** Short task **
From the buffering instructions below, list every QGIS tool or button they name.

To begin, draw an 800 meter buffer around Ames Street. First you will select Ames Street from the 2010_cambtigr shapefile and then draw a buffer around Ames street. To do this, open the attribute table of the 2010_cambtigr layer, and then use the 'Select features using an expression' tool to select the arcs where the "FULLNAME" field is "Ames St". What if we had streets for all of MA? Would we have to add to this selection query? You may have trouble spotting the arcs you just selected; use the Zoom To Selected Features button to help you find them.

Now let's draw the 800 meter buffer around Ames Street. Use the 'Vector / Geoprocessing Tools / Buffer' choice to open the buffer tool. First, make sure to buffer only the selected features of cambtigr. Second, specify a distance of 800 meters. In the third step, indicate you want to dissolve the barriers between the buffers by selecting "ALL" and save the results in a new layer called amesbuf in your working directory. A new data layer called amesbuf will appear in your Layer panel. Now move the amesbuf layer down so that 2010_cambtigr and the point layers display above the buffer. You should be able to clearly see the selected arcs in cambtigr at the center of the buffer.

** Listed records **
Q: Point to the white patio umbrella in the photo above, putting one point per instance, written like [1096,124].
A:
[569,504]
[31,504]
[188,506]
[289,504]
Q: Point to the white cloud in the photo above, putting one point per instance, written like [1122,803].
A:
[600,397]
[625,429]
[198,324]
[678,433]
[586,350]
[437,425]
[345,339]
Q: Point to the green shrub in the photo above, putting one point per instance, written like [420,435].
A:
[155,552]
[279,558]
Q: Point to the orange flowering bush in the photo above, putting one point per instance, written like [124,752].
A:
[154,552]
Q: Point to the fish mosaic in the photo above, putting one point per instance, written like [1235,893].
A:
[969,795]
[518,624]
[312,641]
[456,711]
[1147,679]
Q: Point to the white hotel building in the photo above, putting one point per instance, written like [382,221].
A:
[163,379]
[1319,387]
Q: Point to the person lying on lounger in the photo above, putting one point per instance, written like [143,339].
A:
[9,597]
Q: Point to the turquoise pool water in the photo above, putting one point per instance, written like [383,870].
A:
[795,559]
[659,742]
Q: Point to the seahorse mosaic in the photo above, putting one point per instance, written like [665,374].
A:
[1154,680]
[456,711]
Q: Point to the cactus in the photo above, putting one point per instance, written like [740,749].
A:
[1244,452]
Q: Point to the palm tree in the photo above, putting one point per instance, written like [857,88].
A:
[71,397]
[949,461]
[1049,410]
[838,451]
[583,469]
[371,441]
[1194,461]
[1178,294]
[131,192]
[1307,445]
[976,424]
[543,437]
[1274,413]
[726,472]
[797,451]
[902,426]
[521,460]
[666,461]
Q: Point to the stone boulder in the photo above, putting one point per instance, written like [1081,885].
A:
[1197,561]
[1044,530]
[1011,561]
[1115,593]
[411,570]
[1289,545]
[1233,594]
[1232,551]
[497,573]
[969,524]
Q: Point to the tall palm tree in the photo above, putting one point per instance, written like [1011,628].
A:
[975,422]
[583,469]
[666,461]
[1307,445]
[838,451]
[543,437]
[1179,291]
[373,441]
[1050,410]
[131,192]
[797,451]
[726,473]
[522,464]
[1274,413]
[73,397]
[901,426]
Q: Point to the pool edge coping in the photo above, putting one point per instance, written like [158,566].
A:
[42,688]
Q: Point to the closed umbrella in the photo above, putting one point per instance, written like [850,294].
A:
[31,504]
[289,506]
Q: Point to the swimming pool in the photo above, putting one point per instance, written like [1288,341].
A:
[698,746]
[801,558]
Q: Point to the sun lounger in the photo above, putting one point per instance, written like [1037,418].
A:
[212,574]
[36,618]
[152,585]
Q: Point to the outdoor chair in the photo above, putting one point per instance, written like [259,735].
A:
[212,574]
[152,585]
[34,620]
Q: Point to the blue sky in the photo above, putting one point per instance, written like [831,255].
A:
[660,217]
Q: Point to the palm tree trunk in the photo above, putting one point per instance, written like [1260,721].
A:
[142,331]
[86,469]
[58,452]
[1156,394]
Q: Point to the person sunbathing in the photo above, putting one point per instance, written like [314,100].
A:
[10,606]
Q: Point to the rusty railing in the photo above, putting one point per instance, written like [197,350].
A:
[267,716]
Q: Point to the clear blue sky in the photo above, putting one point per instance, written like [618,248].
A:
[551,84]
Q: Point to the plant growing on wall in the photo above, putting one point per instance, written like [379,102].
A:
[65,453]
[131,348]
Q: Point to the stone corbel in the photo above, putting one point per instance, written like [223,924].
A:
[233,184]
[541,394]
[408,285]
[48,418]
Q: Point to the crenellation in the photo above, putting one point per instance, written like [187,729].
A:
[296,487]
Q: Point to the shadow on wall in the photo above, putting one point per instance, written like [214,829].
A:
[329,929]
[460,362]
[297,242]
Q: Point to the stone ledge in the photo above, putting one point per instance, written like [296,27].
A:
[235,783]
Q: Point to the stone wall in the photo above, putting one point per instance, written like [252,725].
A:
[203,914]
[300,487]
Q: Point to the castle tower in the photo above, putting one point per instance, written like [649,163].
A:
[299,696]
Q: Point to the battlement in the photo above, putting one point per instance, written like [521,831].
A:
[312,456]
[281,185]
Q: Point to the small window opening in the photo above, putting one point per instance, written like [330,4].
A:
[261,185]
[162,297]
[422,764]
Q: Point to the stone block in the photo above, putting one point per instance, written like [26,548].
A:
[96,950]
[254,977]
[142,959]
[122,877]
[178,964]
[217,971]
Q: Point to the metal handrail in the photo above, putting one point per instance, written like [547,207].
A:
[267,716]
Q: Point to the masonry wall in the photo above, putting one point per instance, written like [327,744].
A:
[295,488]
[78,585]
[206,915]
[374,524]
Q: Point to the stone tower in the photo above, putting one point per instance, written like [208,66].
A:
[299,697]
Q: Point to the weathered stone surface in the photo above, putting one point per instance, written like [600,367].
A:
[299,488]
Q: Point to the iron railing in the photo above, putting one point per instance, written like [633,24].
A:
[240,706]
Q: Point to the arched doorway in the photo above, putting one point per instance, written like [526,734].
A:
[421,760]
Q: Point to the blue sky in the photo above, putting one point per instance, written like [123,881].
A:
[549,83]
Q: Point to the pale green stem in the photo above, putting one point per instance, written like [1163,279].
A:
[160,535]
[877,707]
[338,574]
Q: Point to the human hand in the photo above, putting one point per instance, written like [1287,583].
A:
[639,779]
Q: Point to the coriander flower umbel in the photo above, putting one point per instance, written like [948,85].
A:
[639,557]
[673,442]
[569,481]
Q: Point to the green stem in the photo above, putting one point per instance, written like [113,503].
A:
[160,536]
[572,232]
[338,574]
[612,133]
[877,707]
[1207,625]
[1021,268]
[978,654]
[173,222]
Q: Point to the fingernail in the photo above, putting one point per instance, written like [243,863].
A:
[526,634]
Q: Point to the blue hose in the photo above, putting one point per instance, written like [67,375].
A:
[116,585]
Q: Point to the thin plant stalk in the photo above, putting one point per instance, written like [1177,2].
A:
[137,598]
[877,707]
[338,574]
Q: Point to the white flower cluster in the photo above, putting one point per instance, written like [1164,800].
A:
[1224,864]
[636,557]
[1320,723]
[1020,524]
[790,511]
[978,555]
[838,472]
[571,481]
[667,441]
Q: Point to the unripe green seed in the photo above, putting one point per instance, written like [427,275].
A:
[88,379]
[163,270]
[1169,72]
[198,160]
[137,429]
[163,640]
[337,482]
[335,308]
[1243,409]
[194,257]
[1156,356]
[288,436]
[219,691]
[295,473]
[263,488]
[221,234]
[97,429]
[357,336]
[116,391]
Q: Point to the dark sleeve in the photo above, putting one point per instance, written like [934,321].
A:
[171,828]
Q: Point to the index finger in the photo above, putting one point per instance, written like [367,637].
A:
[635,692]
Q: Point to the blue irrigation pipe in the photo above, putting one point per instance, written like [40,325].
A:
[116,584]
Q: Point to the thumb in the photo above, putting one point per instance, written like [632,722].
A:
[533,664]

** The completed task **
- 'Select features using an expression' tool
- Zoom To Selected Features button
- 'Vector / Geoprocessing Tools / Buffer' (the buffer tool)